What this task involves >> Will you give the material below again, every line exactly as it is?
** start of Material for the task **
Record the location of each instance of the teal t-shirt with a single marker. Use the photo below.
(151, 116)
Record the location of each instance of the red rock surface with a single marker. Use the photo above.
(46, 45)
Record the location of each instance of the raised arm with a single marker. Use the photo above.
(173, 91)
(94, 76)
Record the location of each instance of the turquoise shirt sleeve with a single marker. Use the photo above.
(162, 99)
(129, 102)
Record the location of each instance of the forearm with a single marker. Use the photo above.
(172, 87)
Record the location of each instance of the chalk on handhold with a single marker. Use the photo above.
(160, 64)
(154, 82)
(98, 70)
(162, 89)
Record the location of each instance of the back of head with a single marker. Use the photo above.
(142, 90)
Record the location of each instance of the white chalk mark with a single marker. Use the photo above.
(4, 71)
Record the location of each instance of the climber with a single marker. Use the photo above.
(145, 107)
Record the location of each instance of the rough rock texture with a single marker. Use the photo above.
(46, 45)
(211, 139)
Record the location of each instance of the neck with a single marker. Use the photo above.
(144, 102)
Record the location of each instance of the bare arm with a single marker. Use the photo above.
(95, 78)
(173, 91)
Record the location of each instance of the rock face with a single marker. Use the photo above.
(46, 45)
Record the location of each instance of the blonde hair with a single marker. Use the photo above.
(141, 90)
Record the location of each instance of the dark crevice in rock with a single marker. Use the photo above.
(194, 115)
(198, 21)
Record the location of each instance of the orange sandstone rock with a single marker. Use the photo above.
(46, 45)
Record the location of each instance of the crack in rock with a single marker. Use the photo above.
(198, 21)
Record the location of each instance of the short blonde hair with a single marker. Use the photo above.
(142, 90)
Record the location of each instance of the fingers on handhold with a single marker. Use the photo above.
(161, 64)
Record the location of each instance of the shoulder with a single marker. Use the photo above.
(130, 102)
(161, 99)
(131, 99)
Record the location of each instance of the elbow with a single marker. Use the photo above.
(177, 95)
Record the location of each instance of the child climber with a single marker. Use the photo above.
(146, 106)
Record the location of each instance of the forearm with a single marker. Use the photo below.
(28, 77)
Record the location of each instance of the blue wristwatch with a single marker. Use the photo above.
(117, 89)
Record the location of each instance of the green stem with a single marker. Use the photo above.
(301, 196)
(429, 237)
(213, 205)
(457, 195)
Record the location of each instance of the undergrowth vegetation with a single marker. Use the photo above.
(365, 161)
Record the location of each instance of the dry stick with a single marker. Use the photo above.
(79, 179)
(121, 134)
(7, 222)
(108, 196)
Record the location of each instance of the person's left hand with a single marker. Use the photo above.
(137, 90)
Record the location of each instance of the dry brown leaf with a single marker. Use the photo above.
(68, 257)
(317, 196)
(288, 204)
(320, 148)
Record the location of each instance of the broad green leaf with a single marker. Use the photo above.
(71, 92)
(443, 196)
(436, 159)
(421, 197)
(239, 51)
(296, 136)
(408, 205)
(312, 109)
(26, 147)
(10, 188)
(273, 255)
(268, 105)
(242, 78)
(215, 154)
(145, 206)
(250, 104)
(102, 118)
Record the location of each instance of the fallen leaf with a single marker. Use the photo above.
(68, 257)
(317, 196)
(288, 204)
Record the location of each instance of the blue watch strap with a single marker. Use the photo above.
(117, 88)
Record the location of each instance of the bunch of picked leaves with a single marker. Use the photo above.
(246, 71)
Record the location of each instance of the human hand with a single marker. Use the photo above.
** end of Material for the task **
Final result >>
Record the location of each instance of the teal t-shirt with a single marker. Use the photo below.
(151, 116)
Record the location of each instance of the red rock surface with a single marker. Use the photo above.
(46, 45)
Record the location of each instance of the raised arm with a single marker. Use the photo above.
(173, 91)
(94, 76)
Record the location of each instance of the turquoise shirt sleeve with a single marker. Use the photo above.
(162, 99)
(129, 102)
Record the location of each instance of the forearm with a single marker. Use the photo above.
(172, 87)
Record the location of each instance of the chalk on handhold with a single marker. Use the photo above.
(160, 64)
(154, 82)
(98, 70)
(162, 89)
Record the location of each instance of the back of head with a single marker. Use the photo above.
(142, 90)
Record the location of each instance of the white chalk mark with a single marker. Use the photo above.
(4, 71)
Record the location of each instance of the climber with a single marker. Use the photo above.
(145, 107)
Record the location of each instance of the rough rock texture with a single marker. Use the photo above.
(46, 45)
(211, 139)
Record the location of each instance of the neck with a single marker. Use the photo above.
(144, 102)
Record the location of each instance of the bare arm with a single marker. Use the photo above.
(95, 78)
(173, 91)
Record the location of each instance of the rock face with a single marker. Use the photo above.
(46, 45)
Record the location of each instance of the blonde hair with a single marker. Use the photo above.
(141, 90)
Record the location of each instance of the dark crevice in rock with a single marker. Use the photo above.
(194, 115)
(198, 21)
Record the location of each instance of the orange sandstone rock with a single marker. Use the photo above.
(46, 45)
Record the location of each instance of the crack in rock with a single marker. Use the photo above.
(198, 21)
Record the location of each instance of the short blonde hair with a single marker. Use the photo above.
(142, 90)
Record the location of each instance of the fingers on handhold with a single marker. Use the photo above.
(161, 64)
Record the location of each instance of the shoulder with a single marker. Use the photo above.
(130, 102)
(161, 99)
(131, 99)
Record the location of each instance of the elbow with a single marker. Use the photo above.
(177, 95)
Record the location of each instance of the child climber with a single marker. Use the photo above.
(146, 106)
Record the location of each instance of the forearm with a single marker. Use the photo below.
(28, 77)
Record the location of each instance of the blue wristwatch with a single marker. Use the photo above.
(117, 89)
Record the location of each instance of the green stem with a single marker. Use the photo above.
(301, 196)
(429, 237)
(213, 205)
(457, 195)
Record the location of each instance of the undergrowth vegetation with a single marker. Use the photo above.
(365, 161)
Record the location of each instance of the dry stick with a single marker. Use the photo above.
(79, 179)
(121, 134)
(7, 222)
(108, 196)
Record the location of each instance of the person's left hand with a single marker. Use the photo above.
(137, 90)
Record the location of each instance of the dry brown leaf with a single marker. Use the photo above.
(68, 257)
(317, 196)
(288, 204)
(320, 148)
Record the location of each instance of the broad green leaf with a single marker. Use the photo above.
(71, 92)
(443, 196)
(436, 159)
(421, 197)
(239, 51)
(296, 136)
(408, 205)
(312, 109)
(26, 147)
(10, 188)
(273, 255)
(268, 105)
(242, 78)
(215, 154)
(145, 206)
(250, 104)
(102, 118)
Record the location of each instance of the fallen leaf with a single marker. Use the photo above.
(68, 257)
(317, 196)
(288, 204)
Record the location of each instance of the blue watch strap with a single marker. Use the photo above.
(117, 88)
Record the location of each instance of the bunch of picked leaves with a single marker. Use the photo above.
(246, 71)
Record the location of each instance of the human hand with a single marker. Use the photo above.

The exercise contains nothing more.